→ Task goal
Extract every line below that contains the string "clicks", copying each one in full. Treat uppercase and lowercase as different.

→ Data for this task
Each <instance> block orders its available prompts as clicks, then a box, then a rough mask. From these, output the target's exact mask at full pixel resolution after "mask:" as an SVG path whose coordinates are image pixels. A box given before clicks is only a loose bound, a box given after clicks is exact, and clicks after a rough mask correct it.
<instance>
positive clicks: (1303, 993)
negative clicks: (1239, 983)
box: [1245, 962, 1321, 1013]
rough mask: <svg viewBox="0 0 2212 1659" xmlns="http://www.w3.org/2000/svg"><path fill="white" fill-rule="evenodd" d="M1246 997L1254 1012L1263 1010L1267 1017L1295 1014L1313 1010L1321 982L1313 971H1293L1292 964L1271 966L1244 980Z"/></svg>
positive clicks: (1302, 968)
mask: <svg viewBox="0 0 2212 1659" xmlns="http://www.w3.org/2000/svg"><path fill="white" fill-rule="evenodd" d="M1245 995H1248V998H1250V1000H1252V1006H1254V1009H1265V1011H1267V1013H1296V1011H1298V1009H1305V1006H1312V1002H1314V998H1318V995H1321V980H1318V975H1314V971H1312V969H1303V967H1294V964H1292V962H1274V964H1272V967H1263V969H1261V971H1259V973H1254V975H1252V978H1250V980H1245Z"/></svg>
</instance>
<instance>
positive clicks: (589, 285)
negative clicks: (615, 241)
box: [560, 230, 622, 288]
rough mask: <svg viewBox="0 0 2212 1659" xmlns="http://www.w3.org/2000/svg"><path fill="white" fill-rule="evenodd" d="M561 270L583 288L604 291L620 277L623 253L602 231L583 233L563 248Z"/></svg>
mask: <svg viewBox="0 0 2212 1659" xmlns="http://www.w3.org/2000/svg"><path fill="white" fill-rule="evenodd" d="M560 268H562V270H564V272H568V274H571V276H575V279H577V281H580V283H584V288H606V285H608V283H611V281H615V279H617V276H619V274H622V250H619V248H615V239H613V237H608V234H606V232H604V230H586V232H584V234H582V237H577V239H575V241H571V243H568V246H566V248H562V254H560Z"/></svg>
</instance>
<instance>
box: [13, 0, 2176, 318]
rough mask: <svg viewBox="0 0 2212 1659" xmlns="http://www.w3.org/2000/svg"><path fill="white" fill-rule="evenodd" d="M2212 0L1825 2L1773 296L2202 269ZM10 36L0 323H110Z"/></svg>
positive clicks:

→ Solution to the problem
Each <instance> block orders its available prompts as clicks, then a box, then a rough mask. From these, output the target's exact mask at full pixel resolution after "mask:" as an SVG path whose coordinates are image pixels. A box given before clicks is only a loose bound, a box given after clicks is exact, and clicks after a rough mask correct it.
positive clicks: (1303, 993)
negative clicks: (1239, 983)
positive clicks: (1302, 968)
positive clicks: (589, 285)
negative clicks: (615, 241)
positive clicks:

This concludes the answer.